The Spatial and Temporal Organization of Deep Convective Systems and Its
Impacts on the Production of Anvil Clouds
Abstract
A multi-threshold technique was used to objectively identify the
space-time structure of meso-scale convective systems in the warm pool
region using observations of high-resolution Himawari geostationary
satellites. Several thresholds of the IR brightness temperature were
used to capture the life cycles of cloud clusters with complex behaviors
(merging and breaking) and spatial organizations (inclusion,
aggregation). According to the inclusions between cloud clusters with
different thresholds, cloud clusters were characterized as simple
single-core or complex multi-core systems, more likely represented
isolated systems or aggregated/merged systems respectively. The mixed
depth multi-core clusters existed frequently, even for very cold
brightness temperatures (<230K) and more of them were
associated with the merging process compared to single core clusters.

Activities
1. The abstract on deep convective systems names, in parentheses, the complex behaviors and the spatial organizations of cloud clusters. List all of them.
2. Write the next part of the abstract on deep convective systems and anvil clouds, starting after its final sentence.

Extracted data
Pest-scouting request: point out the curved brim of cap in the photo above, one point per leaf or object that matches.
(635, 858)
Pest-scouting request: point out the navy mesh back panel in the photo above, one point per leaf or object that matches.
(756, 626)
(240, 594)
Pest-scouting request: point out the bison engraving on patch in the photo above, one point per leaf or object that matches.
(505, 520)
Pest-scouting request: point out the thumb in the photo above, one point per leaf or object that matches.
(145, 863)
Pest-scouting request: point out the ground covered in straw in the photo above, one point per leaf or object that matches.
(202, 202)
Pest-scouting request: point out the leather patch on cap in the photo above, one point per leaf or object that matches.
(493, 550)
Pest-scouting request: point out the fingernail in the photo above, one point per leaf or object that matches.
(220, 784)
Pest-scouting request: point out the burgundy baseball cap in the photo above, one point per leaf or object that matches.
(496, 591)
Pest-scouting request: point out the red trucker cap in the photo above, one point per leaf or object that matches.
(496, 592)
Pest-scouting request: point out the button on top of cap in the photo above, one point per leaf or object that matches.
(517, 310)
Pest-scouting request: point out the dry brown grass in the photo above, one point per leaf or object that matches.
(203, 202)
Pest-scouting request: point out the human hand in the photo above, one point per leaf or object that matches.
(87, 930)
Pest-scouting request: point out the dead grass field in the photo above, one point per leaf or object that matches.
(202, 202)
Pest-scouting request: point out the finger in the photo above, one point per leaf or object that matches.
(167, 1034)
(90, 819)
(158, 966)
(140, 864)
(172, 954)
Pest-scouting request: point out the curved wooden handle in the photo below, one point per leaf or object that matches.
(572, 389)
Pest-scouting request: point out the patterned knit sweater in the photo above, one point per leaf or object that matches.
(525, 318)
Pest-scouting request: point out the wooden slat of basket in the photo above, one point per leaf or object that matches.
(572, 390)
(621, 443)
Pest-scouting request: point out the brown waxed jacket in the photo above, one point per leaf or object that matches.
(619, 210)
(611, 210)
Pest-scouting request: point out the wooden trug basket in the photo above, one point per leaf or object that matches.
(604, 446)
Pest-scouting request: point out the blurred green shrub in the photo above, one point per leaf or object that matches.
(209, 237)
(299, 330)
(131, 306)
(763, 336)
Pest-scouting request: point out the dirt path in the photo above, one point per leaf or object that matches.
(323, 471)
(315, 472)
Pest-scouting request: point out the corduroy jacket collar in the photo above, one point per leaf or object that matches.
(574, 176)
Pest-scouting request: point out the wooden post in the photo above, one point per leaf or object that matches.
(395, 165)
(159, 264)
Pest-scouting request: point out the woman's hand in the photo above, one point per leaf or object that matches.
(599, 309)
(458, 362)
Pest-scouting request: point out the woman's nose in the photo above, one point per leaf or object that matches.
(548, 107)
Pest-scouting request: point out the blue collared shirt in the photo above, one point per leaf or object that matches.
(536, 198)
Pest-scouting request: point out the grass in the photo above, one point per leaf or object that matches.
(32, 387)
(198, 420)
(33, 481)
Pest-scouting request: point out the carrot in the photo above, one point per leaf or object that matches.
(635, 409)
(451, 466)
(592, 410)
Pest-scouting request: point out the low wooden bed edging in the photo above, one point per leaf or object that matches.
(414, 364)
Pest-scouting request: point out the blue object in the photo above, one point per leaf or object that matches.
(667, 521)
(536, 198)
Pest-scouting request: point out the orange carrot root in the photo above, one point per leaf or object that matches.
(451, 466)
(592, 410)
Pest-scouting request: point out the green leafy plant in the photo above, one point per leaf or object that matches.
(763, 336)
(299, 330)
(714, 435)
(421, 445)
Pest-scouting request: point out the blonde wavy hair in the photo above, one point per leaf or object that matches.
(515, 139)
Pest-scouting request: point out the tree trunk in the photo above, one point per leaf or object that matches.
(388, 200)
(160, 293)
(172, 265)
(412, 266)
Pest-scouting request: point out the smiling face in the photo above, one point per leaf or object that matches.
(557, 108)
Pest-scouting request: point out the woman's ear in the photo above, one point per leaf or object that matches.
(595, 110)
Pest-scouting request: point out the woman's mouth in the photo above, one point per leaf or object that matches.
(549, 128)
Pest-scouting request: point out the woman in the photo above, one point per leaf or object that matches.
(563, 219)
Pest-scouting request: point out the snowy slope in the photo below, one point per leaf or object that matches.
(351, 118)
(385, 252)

Results of the exercise
1. merging, breaking, inclusion, aggregation

2.
Thus they were often a mixture of systems at different development
levels. A large amount of convective systems experience merging and
breaking during their lifetime. Merging and breaking processes were
found to result in unrealistic local life stage. These facts questioned
the use of any single threshold technique on determining the life cycle
of deep convective systems as well as that of their anvil clouds. When
the same development height was selected, the multi-core systems
systematically produced less warmer clouds around their cold cores than
that of single-core systems. Thus per the same cold core area the
muti-core systems tended to produce less total cloud coverage and weaker
reduction of the TOA OLR. These phenomena were consistent with previous
studies suggesting that aggregated convection might resulted in less
high cloud coverage and enhanced domain-averaged OLR. The documentation
and understanding about the cause of different organizations of cloud
clusters and their impacts on clouds and radiation are currently
lacking. If these phenomena and effects cannot be effectively documented
and stratified in observations, it will be misleading when applying
observations as a guide for diagnosing and improving models. This study
provided an observational reference to test if current models can
realistically reproduce observed organizations of deep convection along
with its associated anvil and cirri-form clouds.